**Work required**
Render each line of the records below as one string in a JSON list, leaving out blank lines.

:: Task input

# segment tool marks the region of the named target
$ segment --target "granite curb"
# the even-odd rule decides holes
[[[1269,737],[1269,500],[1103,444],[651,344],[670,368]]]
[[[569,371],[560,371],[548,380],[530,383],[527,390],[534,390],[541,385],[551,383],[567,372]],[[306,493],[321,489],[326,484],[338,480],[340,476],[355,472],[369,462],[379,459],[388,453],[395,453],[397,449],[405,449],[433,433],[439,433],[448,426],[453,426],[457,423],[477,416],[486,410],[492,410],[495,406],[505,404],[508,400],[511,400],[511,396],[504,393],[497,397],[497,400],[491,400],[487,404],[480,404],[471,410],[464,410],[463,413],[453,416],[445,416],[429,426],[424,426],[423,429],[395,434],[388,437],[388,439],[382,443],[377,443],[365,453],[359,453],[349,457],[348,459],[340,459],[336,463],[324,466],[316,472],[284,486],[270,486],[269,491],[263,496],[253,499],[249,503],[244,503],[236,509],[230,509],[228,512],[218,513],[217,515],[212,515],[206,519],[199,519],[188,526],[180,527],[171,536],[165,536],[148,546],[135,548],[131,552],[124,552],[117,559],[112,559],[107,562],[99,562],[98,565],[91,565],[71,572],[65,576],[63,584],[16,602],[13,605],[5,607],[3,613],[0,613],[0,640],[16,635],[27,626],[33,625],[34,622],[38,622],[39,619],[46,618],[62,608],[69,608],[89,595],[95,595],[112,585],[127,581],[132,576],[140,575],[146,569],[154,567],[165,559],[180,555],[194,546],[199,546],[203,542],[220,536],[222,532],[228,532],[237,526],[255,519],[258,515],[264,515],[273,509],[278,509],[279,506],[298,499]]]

::::

**Full response**
[
  "# segment tool marks the region of the named target",
  "$ segment --target \"granite curb\"",
  "# the even-odd rule decides holes",
  "[[[1269,737],[1269,500],[1103,444],[651,344],[670,368]]]",
  "[[[569,371],[560,371],[548,380],[530,383],[527,390],[534,390],[541,385],[551,383],[567,372]],[[306,493],[321,489],[326,484],[338,480],[340,476],[355,472],[369,462],[379,459],[388,453],[395,453],[397,449],[405,449],[433,433],[439,433],[448,426],[453,426],[457,423],[477,416],[486,410],[492,410],[495,406],[505,404],[508,400],[511,400],[511,396],[504,393],[497,397],[497,400],[491,400],[487,404],[480,404],[471,410],[464,410],[463,413],[453,416],[445,416],[429,426],[424,426],[423,429],[395,434],[388,437],[388,439],[382,443],[377,443],[365,453],[359,453],[349,457],[348,459],[340,459],[336,463],[324,466],[316,472],[284,486],[270,486],[269,491],[263,496],[253,499],[249,503],[244,503],[236,509],[230,509],[228,512],[218,513],[217,515],[212,515],[206,519],[199,519],[188,526],[180,527],[171,536],[165,536],[148,546],[135,548],[131,552],[124,552],[117,559],[112,559],[107,562],[99,562],[98,565],[91,565],[71,572],[65,576],[63,584],[16,602],[13,605],[5,607],[3,613],[0,613],[0,640],[16,635],[27,626],[33,625],[34,622],[38,622],[39,619],[46,618],[62,608],[69,608],[89,595],[95,595],[112,585],[127,581],[132,576],[140,575],[146,569],[154,567],[165,559],[180,555],[194,546],[199,546],[203,542],[220,536],[222,532],[228,532],[237,526],[255,519],[258,515],[264,515],[273,509],[278,509],[279,506],[298,499]]]"
]